◆ WORK REQUIRED ◆
Lay out everything from the start of the material down to the line containing "point(1051, 813)" as a JSON list of strings, one per line, with blank lines omitted. Leave the pictures out of the answer.

◆ Source data ◆

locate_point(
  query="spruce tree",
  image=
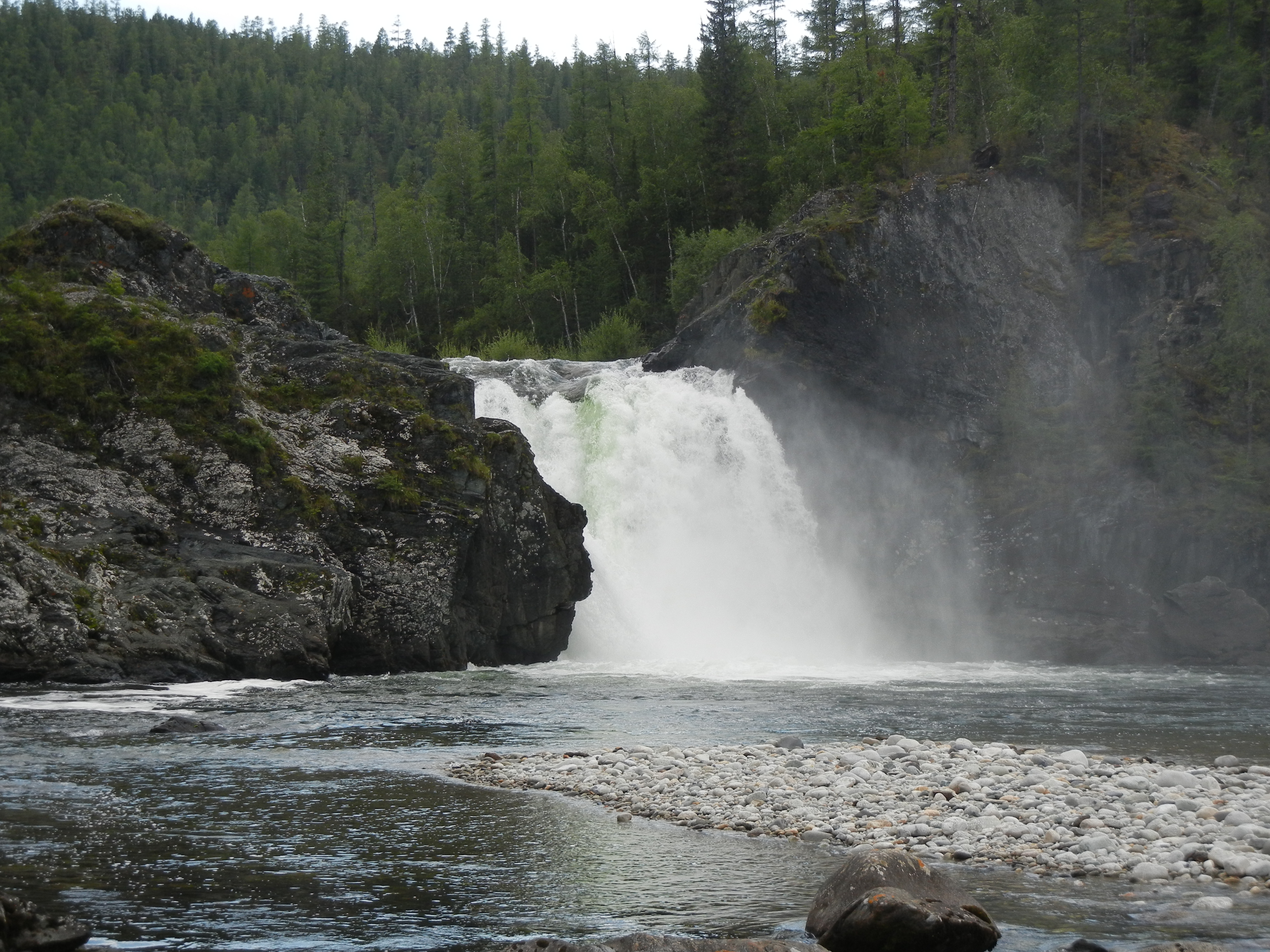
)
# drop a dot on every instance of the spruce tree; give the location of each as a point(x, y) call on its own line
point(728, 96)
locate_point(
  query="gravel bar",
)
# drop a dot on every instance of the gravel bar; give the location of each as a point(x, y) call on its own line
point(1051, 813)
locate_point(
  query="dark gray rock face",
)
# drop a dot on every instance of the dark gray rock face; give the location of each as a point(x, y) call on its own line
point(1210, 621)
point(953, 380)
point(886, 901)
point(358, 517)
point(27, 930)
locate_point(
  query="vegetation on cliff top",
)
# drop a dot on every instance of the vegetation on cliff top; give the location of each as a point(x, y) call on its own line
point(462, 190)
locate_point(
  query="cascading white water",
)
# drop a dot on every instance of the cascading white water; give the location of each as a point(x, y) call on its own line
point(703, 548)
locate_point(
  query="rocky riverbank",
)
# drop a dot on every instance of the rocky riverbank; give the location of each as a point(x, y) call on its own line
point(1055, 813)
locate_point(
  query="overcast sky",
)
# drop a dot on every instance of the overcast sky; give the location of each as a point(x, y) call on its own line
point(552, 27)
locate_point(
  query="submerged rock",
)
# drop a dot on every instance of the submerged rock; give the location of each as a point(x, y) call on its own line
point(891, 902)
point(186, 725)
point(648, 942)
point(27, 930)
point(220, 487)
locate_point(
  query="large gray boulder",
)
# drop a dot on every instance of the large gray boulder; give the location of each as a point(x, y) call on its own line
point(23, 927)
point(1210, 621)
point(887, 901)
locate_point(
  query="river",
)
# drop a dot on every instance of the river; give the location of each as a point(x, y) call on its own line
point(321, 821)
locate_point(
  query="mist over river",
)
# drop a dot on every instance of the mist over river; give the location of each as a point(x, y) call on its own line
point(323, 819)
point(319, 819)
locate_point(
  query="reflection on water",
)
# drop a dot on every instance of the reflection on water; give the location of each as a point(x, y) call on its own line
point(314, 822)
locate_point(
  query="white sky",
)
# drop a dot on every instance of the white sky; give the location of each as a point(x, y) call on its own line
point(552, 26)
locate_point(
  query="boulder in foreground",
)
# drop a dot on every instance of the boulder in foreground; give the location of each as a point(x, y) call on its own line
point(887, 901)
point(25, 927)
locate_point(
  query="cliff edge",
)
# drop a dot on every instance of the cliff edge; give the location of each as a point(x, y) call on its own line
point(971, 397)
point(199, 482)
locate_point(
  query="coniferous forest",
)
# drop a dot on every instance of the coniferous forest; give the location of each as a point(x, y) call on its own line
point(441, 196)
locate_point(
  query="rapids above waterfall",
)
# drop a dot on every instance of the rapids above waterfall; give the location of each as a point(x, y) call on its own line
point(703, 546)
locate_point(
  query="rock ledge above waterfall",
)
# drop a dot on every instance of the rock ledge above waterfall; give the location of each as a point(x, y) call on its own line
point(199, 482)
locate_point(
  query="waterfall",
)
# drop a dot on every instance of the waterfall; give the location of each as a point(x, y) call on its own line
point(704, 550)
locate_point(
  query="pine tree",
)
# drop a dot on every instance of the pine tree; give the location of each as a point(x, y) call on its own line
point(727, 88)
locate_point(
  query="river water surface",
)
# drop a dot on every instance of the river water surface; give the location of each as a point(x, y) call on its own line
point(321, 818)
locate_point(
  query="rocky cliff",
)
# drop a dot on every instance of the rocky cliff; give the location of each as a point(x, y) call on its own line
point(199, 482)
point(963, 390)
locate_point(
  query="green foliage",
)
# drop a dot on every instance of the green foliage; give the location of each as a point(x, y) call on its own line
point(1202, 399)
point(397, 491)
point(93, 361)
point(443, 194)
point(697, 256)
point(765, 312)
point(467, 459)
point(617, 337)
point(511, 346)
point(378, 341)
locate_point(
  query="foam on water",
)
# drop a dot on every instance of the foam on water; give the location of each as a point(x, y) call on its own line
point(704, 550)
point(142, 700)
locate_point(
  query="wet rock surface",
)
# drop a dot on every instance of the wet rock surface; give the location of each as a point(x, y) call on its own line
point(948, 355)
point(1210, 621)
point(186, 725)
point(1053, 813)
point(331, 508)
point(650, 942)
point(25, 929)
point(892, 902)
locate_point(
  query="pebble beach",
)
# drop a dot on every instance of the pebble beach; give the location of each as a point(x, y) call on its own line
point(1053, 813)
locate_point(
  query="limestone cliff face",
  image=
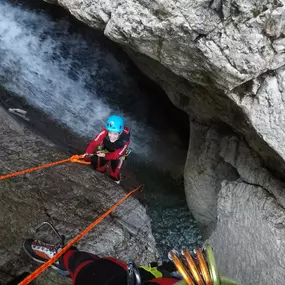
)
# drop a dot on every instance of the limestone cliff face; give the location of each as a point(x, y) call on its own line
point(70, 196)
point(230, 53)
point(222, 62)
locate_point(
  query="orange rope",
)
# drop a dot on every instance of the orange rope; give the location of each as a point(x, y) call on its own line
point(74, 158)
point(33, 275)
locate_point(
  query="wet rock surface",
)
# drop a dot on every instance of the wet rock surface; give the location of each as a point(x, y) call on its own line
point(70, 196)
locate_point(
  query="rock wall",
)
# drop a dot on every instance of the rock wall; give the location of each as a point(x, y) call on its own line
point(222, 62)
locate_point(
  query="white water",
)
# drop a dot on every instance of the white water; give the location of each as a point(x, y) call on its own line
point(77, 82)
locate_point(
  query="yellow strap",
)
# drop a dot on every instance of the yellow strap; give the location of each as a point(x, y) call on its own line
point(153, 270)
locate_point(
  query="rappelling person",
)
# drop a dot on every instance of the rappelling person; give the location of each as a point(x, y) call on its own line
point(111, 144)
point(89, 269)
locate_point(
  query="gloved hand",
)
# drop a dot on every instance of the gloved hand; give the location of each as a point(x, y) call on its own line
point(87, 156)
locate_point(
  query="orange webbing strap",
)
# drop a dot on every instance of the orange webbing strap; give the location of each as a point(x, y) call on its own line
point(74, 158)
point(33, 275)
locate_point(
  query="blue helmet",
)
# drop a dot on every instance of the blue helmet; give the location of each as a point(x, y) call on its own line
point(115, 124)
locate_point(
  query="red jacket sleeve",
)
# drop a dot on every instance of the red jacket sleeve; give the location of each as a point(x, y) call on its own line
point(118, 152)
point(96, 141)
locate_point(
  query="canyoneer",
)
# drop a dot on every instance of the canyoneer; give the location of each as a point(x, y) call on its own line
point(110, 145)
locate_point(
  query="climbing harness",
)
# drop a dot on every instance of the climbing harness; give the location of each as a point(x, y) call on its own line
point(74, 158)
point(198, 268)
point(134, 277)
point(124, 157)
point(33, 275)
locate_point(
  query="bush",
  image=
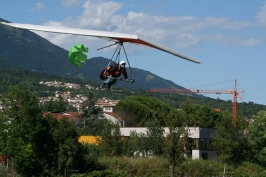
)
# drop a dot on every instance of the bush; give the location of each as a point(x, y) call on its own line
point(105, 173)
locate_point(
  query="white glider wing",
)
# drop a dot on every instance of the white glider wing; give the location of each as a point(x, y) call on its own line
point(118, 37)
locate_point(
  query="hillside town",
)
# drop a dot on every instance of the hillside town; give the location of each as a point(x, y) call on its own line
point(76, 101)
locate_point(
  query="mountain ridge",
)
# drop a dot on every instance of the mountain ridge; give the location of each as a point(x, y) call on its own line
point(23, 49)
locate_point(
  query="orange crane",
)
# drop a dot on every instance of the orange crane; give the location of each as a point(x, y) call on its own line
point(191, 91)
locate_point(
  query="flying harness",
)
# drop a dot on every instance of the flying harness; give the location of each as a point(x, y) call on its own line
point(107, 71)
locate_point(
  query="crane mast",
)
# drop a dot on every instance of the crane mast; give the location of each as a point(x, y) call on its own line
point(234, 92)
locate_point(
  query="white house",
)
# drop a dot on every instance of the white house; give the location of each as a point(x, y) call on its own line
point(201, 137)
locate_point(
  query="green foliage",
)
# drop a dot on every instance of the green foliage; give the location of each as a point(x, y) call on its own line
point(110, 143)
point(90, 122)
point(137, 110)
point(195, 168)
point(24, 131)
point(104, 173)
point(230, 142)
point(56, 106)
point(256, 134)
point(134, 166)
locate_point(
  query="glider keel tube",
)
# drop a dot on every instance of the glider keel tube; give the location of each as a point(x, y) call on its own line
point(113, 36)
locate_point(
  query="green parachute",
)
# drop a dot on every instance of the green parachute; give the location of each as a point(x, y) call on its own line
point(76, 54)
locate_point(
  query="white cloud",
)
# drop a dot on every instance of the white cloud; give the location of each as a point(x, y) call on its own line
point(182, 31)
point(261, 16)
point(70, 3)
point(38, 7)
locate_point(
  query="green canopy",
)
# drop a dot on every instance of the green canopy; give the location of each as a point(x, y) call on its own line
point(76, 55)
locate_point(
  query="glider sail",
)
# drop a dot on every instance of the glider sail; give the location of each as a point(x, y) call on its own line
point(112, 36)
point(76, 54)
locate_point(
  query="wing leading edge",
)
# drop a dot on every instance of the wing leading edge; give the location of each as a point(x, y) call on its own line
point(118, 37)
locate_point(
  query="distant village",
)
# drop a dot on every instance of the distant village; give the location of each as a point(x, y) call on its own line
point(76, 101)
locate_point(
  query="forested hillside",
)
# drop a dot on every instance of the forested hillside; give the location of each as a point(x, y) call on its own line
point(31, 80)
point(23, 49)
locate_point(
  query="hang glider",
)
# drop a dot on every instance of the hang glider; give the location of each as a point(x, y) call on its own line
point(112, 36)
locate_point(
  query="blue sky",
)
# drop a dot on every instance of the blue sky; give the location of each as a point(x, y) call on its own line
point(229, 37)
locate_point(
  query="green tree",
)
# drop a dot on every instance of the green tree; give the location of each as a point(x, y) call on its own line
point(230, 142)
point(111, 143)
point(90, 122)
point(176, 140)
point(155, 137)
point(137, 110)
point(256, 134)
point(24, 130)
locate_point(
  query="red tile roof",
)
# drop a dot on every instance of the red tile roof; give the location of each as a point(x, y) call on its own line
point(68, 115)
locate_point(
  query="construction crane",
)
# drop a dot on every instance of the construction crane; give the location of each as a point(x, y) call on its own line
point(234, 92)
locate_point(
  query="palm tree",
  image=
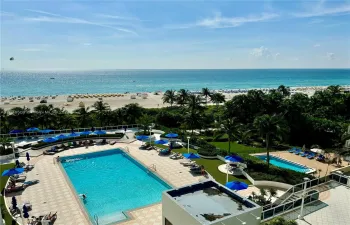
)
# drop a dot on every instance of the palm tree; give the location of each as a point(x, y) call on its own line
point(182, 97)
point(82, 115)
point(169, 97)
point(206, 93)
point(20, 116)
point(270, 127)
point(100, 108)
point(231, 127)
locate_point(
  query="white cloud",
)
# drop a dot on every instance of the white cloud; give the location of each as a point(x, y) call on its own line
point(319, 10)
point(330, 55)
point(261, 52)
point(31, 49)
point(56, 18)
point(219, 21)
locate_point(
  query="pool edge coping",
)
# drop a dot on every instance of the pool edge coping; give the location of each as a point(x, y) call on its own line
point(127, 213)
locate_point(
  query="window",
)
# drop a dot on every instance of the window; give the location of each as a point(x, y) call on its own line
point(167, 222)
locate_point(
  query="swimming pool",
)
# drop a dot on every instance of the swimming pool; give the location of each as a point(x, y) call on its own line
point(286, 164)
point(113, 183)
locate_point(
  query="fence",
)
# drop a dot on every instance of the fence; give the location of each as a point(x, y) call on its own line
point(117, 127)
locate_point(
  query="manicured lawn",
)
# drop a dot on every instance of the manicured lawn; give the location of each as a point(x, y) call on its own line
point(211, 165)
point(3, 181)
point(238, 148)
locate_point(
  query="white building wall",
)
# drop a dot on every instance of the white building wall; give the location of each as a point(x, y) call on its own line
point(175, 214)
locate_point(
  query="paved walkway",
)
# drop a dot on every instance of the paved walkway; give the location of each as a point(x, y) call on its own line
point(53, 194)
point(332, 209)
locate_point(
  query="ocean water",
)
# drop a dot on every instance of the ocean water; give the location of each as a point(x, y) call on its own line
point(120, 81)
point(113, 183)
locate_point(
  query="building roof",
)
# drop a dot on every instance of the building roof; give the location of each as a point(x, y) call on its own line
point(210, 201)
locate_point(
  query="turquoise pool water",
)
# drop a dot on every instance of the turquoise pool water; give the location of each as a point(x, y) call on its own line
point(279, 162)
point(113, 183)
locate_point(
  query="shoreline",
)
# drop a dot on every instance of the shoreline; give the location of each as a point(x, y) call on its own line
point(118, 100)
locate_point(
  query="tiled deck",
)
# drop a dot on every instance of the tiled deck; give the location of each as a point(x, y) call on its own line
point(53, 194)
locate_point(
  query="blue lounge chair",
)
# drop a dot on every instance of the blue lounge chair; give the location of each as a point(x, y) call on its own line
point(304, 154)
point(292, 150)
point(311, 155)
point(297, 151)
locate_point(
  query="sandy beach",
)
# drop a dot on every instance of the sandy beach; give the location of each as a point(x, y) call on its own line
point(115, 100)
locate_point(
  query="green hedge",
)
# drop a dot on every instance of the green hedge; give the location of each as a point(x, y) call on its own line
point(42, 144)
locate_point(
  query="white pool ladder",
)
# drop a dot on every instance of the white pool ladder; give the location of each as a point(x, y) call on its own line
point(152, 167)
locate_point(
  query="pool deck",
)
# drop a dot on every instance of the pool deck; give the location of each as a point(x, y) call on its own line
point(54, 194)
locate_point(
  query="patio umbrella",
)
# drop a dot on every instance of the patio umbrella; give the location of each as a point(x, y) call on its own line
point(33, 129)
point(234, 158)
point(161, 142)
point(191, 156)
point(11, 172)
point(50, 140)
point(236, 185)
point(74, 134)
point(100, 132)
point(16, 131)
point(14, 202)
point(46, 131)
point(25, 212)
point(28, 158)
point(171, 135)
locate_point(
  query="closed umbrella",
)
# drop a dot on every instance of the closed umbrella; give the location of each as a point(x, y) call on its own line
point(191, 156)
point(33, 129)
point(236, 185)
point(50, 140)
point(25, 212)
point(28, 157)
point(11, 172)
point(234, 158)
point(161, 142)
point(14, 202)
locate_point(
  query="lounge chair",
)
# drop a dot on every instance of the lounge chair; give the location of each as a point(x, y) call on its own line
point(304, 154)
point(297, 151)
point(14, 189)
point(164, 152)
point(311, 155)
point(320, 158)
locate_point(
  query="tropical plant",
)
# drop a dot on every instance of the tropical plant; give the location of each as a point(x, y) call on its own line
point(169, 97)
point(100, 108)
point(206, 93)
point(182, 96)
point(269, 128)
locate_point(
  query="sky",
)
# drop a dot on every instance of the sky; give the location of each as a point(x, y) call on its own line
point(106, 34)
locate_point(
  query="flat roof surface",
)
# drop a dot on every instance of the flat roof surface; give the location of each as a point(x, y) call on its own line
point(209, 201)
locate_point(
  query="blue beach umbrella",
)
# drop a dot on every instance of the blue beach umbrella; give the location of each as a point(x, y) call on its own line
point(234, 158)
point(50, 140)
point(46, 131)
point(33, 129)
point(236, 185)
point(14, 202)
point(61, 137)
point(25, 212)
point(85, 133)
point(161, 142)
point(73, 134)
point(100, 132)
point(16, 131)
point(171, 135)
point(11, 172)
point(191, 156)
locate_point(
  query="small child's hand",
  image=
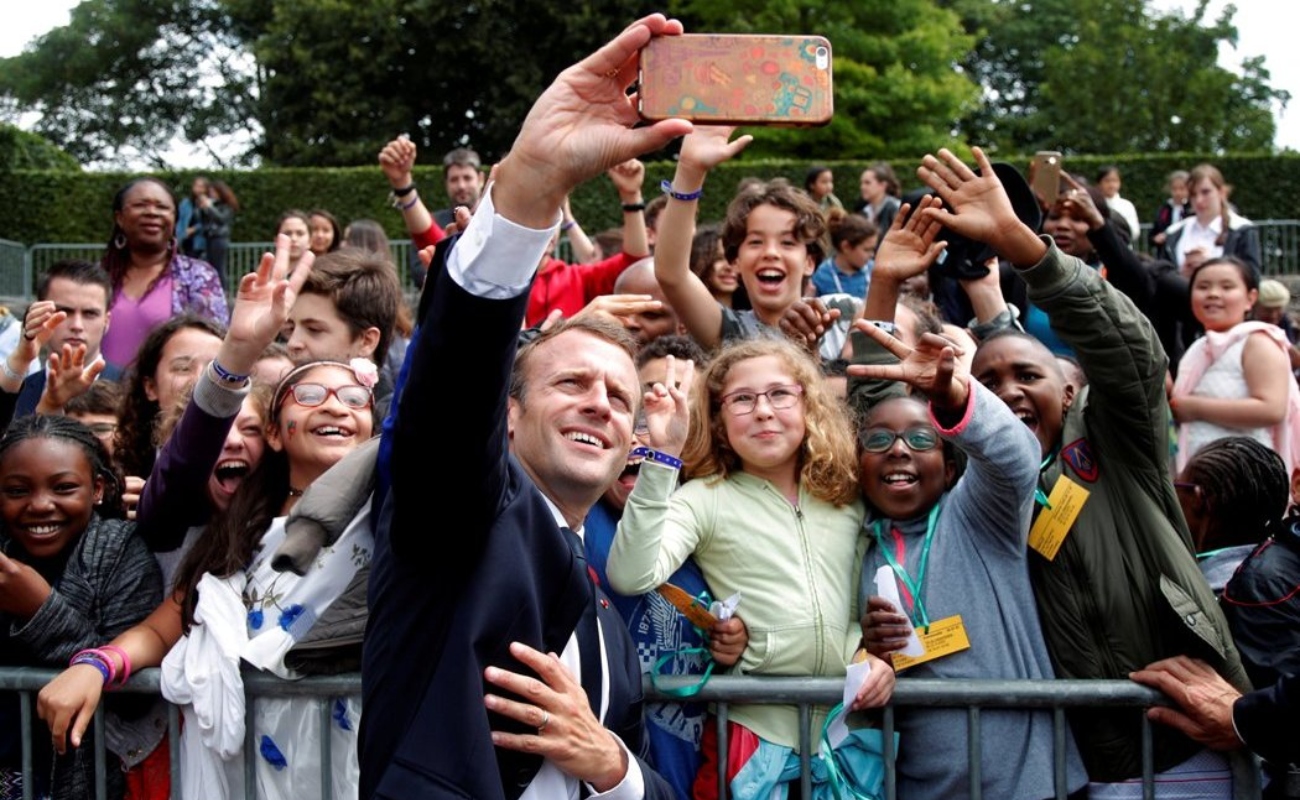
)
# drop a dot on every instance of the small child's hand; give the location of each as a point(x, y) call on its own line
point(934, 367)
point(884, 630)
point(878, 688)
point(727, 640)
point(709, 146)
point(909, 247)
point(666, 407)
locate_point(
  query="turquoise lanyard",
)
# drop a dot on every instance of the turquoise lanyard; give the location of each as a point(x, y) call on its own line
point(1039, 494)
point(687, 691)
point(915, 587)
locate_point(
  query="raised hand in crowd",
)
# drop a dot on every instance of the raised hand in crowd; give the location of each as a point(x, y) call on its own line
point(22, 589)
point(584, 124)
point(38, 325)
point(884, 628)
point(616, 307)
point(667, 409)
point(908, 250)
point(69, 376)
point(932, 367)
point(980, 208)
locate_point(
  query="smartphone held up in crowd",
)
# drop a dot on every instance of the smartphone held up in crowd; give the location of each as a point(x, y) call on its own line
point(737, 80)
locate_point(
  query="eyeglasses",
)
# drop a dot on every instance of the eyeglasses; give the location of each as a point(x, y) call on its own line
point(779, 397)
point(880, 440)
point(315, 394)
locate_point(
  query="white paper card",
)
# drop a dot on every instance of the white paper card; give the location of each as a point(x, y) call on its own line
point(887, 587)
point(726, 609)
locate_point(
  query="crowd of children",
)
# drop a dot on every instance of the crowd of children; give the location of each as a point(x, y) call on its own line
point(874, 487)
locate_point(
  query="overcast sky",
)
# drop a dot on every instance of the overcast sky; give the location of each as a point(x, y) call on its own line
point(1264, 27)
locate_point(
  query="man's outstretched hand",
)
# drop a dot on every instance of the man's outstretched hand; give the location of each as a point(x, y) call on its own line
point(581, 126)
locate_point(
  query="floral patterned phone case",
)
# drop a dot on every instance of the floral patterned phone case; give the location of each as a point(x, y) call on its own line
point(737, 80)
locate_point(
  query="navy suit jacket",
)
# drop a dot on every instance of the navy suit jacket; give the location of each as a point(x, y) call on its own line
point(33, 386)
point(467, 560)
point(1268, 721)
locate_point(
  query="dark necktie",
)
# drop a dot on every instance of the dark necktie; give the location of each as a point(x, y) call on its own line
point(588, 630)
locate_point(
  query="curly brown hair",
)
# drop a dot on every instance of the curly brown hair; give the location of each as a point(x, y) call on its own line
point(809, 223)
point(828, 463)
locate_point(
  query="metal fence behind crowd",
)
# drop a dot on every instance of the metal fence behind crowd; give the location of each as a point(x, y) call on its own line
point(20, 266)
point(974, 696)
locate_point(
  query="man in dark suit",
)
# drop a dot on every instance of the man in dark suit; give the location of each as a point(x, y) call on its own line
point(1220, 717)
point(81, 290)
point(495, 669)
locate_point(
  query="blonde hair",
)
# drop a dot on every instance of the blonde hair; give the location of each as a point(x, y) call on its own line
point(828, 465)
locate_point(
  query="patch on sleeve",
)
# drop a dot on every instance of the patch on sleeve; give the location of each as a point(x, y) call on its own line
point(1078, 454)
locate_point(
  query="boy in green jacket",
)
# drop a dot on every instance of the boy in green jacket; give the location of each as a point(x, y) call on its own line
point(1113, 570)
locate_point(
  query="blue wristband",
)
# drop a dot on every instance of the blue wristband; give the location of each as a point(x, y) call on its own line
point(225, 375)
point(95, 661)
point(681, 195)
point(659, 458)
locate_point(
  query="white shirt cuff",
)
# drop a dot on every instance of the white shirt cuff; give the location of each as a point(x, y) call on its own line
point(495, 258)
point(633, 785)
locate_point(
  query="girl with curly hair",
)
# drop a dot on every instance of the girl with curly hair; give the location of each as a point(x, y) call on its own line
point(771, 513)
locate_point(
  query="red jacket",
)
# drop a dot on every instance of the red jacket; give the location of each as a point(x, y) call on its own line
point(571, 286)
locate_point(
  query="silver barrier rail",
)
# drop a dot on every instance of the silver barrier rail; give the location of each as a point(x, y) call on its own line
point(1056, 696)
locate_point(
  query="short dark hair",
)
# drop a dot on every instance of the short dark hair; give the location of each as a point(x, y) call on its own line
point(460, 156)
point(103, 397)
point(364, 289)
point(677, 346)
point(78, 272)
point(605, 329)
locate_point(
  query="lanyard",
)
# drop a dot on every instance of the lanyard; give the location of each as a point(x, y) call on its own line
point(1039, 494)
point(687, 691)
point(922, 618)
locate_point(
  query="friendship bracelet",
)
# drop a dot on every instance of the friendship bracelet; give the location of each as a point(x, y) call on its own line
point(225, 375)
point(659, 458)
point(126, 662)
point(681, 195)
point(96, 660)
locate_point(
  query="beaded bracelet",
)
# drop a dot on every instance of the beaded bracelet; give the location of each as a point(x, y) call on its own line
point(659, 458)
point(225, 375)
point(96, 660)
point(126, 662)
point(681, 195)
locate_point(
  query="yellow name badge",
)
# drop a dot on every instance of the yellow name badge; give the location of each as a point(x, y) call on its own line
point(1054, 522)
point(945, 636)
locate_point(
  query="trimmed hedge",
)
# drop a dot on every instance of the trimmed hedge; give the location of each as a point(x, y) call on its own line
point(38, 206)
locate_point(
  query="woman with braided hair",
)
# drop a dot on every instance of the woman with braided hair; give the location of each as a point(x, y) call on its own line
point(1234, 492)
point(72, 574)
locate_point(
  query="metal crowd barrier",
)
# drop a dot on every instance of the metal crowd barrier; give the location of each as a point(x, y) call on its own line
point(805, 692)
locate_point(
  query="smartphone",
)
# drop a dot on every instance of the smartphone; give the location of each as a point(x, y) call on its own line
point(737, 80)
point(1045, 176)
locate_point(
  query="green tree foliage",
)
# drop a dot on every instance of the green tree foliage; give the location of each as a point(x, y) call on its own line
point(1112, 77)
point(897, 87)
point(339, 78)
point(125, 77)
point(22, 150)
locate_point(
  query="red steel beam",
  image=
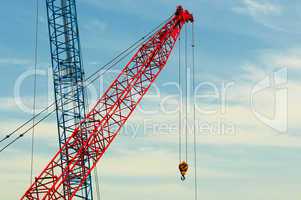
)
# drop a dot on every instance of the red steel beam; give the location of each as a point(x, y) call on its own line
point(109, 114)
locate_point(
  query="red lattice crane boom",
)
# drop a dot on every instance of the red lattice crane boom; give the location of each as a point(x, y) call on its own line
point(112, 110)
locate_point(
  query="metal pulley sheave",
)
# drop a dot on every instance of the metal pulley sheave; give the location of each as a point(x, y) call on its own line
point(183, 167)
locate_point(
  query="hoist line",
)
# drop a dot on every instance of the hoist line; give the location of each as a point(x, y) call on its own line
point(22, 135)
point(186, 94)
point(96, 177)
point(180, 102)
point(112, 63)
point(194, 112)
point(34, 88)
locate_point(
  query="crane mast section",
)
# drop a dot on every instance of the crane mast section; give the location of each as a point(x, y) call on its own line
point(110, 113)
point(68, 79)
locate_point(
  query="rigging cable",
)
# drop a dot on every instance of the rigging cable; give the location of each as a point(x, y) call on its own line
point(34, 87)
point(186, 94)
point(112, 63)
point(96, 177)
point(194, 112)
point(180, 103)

◆ OUTPUT FOR THIS TASK ◆
[
  "locate_point(",
  "  query=\"spruce tree\",",
  "  image=",
  ")",
  "# drop a dot on every instance of the spruce tree; give the location of each as a point(x, y) call on its own line",
  "point(728, 96)",
  "locate_point(",
  "  query=\"gravel bar\",",
  ")",
  "# drop a dot on every instance of the gravel bar; give the location of each as a point(x, y) call on its own line",
  "point(1051, 813)"
]